Both the line containing "pin: turkish flag" and the last line of the listing are included: write out exactly the lines from one to the other.

━━━

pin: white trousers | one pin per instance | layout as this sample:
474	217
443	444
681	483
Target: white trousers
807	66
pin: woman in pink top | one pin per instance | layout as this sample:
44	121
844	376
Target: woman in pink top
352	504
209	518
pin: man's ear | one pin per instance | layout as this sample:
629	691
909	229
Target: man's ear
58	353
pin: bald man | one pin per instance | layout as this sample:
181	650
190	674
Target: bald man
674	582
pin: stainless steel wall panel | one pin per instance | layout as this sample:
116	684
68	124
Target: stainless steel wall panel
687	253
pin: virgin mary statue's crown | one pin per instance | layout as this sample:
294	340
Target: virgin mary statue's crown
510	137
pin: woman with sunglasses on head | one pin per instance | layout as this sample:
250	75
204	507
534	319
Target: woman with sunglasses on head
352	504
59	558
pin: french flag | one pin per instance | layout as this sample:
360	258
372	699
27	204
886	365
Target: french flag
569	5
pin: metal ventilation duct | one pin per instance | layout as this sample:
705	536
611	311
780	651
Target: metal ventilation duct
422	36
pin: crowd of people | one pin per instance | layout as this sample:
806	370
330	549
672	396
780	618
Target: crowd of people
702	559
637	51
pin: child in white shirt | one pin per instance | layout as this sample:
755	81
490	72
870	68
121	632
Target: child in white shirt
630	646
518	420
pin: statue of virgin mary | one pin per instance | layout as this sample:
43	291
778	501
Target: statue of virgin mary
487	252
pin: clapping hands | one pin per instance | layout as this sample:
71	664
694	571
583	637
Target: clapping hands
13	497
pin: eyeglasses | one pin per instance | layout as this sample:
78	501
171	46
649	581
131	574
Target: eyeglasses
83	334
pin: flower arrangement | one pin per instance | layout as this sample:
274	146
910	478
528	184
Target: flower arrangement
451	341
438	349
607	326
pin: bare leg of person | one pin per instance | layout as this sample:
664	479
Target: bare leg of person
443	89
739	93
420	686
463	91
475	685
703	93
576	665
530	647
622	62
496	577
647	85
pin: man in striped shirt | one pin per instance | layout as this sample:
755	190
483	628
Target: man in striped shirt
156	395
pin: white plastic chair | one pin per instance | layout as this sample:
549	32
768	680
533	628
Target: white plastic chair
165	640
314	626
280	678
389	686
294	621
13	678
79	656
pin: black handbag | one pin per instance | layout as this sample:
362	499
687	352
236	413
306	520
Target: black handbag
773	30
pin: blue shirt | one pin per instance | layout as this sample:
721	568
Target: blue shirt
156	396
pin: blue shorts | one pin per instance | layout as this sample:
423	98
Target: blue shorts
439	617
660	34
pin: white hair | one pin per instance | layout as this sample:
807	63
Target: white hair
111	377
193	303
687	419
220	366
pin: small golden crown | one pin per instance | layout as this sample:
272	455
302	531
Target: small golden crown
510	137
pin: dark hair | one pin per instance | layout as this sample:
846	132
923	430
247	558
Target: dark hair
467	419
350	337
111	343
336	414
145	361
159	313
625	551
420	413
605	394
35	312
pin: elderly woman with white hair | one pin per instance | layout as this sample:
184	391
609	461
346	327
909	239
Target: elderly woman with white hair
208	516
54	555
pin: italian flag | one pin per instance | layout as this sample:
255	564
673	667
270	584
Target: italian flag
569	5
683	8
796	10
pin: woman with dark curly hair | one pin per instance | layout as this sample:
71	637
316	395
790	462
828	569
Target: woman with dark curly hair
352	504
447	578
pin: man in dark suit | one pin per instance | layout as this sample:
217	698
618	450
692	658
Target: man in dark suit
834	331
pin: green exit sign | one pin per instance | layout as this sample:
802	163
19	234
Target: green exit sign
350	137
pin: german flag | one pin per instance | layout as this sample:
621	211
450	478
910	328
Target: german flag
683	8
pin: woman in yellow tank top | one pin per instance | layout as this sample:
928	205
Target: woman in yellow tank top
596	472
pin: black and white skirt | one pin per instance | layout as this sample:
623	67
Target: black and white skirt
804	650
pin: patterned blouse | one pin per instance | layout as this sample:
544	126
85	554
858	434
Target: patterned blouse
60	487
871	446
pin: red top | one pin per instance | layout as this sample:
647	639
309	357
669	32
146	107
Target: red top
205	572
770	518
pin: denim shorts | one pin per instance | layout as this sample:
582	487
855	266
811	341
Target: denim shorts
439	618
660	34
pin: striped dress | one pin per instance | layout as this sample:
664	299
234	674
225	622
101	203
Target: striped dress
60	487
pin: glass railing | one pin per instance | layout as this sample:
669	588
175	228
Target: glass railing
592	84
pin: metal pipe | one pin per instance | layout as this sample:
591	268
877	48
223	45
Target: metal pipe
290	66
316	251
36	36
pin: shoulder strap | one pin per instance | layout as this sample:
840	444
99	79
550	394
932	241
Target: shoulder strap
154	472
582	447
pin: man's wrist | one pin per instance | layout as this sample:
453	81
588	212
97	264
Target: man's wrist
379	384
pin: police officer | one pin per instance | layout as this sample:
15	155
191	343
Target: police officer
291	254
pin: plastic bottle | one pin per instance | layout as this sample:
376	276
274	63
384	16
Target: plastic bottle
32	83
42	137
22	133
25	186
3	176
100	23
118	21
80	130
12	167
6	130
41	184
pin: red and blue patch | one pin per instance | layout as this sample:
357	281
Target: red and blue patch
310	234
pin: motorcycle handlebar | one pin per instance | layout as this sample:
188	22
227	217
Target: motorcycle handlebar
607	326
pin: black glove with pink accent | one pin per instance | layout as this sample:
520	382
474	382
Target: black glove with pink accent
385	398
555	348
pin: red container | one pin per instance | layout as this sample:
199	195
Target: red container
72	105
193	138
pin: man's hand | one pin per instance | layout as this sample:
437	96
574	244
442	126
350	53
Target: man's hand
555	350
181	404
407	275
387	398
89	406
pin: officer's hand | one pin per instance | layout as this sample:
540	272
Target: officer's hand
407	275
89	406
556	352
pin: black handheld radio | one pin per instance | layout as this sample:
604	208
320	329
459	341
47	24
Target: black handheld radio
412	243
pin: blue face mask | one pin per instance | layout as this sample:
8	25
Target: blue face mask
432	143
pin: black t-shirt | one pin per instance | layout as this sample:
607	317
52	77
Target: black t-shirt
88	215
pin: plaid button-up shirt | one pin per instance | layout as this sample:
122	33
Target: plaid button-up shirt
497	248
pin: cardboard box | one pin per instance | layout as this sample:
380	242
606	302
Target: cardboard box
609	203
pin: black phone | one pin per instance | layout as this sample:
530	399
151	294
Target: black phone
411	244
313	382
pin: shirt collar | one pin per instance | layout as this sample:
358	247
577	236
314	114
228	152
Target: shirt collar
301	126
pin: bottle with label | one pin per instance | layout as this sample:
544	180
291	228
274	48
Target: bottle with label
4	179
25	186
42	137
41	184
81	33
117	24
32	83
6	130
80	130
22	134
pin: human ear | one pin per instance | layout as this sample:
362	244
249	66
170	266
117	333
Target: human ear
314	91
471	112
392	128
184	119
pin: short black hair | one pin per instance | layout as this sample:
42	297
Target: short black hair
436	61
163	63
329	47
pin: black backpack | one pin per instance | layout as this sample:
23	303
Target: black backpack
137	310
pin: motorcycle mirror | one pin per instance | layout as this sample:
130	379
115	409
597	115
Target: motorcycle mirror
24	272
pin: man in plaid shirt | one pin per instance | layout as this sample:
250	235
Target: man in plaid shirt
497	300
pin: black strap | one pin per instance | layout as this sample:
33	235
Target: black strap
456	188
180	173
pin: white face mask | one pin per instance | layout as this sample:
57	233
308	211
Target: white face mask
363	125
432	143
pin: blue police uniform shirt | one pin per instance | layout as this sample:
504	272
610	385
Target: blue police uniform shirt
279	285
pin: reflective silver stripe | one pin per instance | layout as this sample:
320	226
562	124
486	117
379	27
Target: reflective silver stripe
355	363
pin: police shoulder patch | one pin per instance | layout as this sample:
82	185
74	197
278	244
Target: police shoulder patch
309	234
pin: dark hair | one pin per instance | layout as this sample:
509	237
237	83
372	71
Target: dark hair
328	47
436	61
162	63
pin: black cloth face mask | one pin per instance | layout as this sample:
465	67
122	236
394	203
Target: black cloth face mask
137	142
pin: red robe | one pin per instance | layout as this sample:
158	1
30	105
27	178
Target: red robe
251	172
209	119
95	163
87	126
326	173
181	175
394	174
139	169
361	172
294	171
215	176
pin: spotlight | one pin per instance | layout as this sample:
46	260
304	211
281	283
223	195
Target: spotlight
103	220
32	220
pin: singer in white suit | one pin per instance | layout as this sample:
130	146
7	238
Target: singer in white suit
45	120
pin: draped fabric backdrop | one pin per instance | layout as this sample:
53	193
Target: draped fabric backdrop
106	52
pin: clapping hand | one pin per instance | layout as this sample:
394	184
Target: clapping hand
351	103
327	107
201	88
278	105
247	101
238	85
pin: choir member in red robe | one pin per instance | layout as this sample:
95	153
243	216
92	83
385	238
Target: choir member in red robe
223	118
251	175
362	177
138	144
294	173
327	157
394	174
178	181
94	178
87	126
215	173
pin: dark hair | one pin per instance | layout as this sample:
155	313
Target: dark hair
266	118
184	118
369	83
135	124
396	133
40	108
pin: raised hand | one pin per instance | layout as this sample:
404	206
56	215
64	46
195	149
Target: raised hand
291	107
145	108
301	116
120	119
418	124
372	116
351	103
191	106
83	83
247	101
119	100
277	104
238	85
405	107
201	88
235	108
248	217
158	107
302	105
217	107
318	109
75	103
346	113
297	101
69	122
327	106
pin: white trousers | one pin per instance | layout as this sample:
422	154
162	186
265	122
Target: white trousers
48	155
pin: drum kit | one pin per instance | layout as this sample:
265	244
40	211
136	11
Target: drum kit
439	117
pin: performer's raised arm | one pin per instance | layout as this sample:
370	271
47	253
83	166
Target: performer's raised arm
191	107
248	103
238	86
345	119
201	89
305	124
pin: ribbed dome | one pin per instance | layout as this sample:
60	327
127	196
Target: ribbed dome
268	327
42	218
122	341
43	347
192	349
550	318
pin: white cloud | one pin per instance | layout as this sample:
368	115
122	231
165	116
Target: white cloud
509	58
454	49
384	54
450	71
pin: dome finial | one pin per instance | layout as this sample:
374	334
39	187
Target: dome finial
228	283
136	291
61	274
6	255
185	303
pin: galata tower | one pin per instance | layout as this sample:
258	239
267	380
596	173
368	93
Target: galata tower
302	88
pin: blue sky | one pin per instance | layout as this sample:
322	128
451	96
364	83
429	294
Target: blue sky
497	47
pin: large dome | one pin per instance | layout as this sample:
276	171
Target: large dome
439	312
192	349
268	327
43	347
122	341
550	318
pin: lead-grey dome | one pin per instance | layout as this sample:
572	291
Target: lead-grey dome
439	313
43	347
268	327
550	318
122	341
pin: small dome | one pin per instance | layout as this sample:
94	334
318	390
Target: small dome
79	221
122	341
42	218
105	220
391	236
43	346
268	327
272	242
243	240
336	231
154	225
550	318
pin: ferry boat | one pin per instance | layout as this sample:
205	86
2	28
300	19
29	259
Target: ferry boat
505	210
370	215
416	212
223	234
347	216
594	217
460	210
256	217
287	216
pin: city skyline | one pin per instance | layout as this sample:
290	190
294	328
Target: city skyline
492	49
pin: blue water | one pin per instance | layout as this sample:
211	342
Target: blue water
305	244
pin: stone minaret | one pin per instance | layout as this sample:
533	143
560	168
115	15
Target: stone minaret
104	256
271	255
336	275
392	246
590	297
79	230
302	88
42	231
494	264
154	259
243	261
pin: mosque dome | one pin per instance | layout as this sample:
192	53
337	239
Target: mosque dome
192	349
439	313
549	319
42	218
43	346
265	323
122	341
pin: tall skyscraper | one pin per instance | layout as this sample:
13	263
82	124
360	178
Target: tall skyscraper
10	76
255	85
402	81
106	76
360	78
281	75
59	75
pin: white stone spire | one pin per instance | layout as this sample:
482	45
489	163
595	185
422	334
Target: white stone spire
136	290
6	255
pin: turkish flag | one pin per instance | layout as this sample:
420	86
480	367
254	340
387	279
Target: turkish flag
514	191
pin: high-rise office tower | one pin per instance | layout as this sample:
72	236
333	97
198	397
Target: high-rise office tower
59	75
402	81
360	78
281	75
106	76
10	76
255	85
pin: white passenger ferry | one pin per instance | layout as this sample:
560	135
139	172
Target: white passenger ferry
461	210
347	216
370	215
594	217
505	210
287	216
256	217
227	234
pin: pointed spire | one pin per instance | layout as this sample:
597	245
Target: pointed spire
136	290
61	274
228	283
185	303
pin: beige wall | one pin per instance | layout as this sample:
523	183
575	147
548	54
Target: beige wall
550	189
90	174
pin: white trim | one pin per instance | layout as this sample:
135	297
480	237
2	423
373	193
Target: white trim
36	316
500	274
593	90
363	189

━━━

Written solution:
pin: turkish flag | one pin per instance | layout as this sample:
420	86
480	367
254	340
387	279
Target: turkish flag
514	191
pin: high-rise office tower | one pin per instance | layout as this sample:
72	236
333	97
198	397
Target: high-rise office tower
59	75
402	81
360	78
281	75
106	76
10	76
255	85
pin: white passenger ferry | one pin per instance | layout as this sample:
560	135
139	172
Target: white passenger ferry
461	210
347	216
370	215
594	217
505	210
287	216
256	217
227	234
pin: pointed spire | one pin per instance | layout as this sample:
597	245
Target: pointed spire
136	290
61	274
228	283
185	303
pin: beige wall | one pin per instance | layout as this sample:
523	183
575	147
548	54
Target: beige wall
550	189
90	174
pin: white trim | one pin per instance | layout as this sample:
135	297
480	237
2	423
373	193
Target: white trim
36	316
500	274
593	90
363	189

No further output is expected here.